SELECCIÓN.
----

Como venimos diciendo, la devoción a María se expresa intensamente en nuestras tierras. Al contemplar tanto fervor mariano, no faltan quienes creen que el hecho de que las mayores manifestaciones de cariño y devoción sean hacia María es un indicador de que hay una fe "deformada", que le da más valor a la Madre de Dios que al mismo Dios. Como si en la fe vivida por el pueblo hubiera una preeminencia mariana inadecuada, que lleva a rendirle a María un culto de idolatría.
Rafael Tello meditó profundamente sobre esta cuestión. Él no creía que este afecto del pueblo por la Virgen estuviera fuera de quicio. Más bien veía que el pueblo, al amarla tan intensamente estaba mostrando que percibía –por gracia de Dios seguramente- una verdad de fe muy importante: la
Virgen
María está indisolublemente unida a Cristo. Para el pueblo, Cristo solo no existe, como tampoco existe la Madre separada del Hijo. Esto es algo doctrinalmente ortodoxo y que no siempre entienden quienes juzgan que el pueblo ama "excesivamente" a la Virgen.
En varias oportunidades, explicaba teológicamente como es esa unión indisoluble entre la Madre y el Hijo. Este teólogo sostiene que para la tradición de la Iglesia, Cristo y María son "uno". Por supuesto que mantiene que son personas distintísimas (una es creada y la otra increada) y que de ningún modo esta unidad debe entenderse como una unidad ontológica (ni menos aun como una unión hipostática). Aún así, Cristo se ha unido a todos los hombres, que son miembros suyos, es unum con su Iglesia (cfr. Jn 17,21). En primer lugar, de modo eminente, se ha unido a la Virgen María, la llena de gracia, que fue "enriquecida desde el primer instante de su concepción con esplendores de santidad del todo singular" (LG 56).
Parte de esta explicación tiene un fuerte argumento de autoridad. En 1854 Pio IX declara el dogma de la Inmaculada Concepción con la bula Ineffabilis Deus. Allí enseña que Dios estableció "con el mismo decreto el origen de María y la encarnación de la divina Sabiduría". En una conversación del año 2000 en la que Tello comentaba esta bula papal decía: "Esto significa lo siguiente: que cuando Dios mira a Cristo y determina que Cristo exista, en el mismo momento, en el mismo acto intelectual con que lo ve y lo determina a Cristo, la ve y la determina a la Virgen. (Habría mucho que explicar sobre esto). Cristo no existe en la mente de Dios, que es el modo principal de existir, sin la Virgen. Cristo lo que es, es según la concepción de Dios. Todo lo que es Cristo, es lo que Dios ha concebido y ha querido para Cristo. Y Dios ha concebido a Cristo junto con María. Por eso yo digo esa fórmula: Cristo no existe sin María. No existe en la mente de Dios. No existe el concepto mismo de Cristo Ungido como Mediador sin María."

----

LÍNEAS MOSTRADAS.

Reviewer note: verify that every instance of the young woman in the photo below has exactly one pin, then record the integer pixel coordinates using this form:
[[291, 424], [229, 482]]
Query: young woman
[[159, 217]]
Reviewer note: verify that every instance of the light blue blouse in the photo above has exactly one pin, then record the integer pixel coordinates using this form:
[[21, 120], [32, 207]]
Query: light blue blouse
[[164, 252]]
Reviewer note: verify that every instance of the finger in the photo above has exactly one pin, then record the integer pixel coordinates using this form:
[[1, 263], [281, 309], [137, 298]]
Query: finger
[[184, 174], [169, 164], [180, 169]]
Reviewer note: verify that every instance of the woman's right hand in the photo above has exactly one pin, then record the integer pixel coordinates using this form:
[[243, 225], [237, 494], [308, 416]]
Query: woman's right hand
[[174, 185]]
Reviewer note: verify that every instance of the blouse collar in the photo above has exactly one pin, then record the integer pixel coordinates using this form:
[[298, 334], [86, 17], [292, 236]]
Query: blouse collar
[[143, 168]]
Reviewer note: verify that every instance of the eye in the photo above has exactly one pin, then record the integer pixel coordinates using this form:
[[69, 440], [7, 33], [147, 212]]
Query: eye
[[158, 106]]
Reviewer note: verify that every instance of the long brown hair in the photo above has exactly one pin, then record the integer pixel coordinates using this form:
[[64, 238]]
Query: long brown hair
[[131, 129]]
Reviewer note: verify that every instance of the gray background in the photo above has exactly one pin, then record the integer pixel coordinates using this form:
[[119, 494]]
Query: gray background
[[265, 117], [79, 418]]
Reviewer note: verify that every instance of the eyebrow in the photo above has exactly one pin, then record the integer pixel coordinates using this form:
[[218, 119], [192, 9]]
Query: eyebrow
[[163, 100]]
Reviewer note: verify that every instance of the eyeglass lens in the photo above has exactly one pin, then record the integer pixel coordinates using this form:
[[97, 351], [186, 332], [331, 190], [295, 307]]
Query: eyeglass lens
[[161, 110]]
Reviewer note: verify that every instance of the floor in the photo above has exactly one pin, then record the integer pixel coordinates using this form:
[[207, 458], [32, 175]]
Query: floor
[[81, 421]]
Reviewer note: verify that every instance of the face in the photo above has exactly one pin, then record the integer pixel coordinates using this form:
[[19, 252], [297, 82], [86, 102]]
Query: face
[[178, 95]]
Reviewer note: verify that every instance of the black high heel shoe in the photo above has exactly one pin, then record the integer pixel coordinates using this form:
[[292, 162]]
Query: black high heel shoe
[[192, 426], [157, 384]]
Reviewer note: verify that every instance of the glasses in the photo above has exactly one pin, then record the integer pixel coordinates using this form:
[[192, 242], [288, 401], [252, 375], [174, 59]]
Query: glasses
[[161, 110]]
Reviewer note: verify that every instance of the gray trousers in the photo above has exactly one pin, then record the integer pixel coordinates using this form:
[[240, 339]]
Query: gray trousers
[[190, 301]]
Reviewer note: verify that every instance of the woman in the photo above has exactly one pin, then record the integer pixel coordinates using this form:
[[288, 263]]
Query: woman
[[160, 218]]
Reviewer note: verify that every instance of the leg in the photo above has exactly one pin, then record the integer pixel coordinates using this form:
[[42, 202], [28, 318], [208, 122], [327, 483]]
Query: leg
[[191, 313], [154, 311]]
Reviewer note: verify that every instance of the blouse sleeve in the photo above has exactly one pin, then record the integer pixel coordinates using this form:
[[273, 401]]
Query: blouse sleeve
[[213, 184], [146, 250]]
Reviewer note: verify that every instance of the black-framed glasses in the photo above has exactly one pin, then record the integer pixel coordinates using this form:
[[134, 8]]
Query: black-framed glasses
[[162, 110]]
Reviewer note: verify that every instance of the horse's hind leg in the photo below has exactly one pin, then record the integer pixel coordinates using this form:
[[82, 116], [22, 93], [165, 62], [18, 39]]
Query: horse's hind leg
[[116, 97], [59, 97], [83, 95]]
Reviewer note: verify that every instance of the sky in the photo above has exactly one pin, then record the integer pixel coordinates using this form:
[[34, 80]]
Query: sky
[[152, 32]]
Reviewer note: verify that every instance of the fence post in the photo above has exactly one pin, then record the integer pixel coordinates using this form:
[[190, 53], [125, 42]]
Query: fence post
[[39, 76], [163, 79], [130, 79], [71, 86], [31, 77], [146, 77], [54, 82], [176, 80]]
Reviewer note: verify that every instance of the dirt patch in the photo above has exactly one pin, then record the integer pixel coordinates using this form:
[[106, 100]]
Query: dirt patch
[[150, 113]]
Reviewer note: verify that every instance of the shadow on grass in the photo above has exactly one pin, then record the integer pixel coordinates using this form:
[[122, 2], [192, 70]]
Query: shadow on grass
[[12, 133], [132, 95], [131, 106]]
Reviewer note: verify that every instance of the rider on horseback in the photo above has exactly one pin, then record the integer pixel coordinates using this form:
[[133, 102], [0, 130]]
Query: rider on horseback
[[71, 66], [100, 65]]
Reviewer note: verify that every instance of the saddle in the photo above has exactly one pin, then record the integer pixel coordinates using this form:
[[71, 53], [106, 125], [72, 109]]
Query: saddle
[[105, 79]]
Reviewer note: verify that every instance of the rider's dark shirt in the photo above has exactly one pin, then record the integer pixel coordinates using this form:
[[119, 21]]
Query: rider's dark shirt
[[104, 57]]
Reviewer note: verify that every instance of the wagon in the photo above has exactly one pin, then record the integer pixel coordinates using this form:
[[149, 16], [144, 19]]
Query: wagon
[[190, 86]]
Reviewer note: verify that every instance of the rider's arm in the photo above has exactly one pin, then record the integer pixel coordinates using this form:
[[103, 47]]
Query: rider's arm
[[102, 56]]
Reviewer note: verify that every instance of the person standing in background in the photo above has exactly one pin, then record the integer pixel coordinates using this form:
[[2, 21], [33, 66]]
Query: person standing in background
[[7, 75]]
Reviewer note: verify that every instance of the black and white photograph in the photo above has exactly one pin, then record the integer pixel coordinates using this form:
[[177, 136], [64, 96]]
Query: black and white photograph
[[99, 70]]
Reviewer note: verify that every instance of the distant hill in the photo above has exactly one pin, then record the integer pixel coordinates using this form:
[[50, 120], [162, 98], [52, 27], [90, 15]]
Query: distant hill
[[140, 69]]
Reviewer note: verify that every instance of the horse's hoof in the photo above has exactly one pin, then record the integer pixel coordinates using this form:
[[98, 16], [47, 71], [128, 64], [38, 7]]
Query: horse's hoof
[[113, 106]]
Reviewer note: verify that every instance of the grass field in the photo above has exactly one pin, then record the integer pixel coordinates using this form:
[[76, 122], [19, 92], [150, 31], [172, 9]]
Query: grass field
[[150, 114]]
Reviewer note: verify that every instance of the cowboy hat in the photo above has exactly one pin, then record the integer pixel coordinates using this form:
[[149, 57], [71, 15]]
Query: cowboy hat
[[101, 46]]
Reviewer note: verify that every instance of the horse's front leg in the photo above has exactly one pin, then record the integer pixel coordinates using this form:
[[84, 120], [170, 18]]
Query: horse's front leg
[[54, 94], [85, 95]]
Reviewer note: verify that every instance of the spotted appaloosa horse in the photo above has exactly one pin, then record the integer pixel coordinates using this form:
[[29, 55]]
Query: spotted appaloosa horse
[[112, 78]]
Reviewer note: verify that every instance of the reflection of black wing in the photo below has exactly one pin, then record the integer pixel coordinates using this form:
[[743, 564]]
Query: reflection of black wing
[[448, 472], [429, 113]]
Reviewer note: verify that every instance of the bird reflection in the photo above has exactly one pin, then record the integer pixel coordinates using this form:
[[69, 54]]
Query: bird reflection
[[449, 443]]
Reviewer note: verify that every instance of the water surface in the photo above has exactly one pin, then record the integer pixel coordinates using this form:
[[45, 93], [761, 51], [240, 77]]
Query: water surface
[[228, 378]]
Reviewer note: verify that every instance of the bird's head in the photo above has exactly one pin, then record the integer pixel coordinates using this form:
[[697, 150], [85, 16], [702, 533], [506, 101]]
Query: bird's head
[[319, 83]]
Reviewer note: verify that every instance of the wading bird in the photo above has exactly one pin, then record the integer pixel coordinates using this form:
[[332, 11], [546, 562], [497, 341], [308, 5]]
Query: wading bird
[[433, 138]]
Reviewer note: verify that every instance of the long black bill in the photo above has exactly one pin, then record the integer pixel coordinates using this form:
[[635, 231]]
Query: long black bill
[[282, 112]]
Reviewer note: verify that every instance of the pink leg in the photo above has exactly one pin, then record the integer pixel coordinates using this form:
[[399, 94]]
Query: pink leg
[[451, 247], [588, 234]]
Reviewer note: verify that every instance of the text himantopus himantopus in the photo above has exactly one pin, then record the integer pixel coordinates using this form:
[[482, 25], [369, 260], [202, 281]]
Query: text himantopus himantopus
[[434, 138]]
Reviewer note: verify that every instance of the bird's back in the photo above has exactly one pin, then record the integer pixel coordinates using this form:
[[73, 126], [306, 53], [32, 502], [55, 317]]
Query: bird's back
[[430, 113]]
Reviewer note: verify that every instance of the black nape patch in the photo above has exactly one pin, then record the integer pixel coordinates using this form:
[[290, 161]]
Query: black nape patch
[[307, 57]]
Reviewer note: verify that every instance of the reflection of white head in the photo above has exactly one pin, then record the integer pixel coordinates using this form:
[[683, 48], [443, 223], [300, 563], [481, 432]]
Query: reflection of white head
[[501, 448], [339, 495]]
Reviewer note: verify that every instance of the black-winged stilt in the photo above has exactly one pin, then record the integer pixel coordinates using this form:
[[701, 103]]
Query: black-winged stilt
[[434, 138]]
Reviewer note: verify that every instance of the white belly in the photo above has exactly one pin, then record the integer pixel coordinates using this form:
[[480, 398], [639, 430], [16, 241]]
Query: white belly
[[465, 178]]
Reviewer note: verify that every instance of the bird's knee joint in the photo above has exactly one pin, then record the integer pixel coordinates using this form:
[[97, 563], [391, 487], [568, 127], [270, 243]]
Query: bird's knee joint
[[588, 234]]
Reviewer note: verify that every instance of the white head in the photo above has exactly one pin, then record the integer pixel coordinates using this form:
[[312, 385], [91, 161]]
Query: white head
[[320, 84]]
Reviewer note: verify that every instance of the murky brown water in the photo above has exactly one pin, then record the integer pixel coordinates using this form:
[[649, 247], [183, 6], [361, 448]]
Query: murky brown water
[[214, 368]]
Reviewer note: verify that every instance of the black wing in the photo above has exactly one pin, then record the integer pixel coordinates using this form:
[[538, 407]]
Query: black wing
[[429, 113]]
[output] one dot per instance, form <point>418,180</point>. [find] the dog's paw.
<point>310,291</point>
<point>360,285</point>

----

CONSIGNA. Enumera todos los documentos o pasajes que la selección cita como fuente, usando la forma en que los nombra.

RESPUESTA.
- Jn 17,21
- LG 56
- la bula Ineffabilis Deus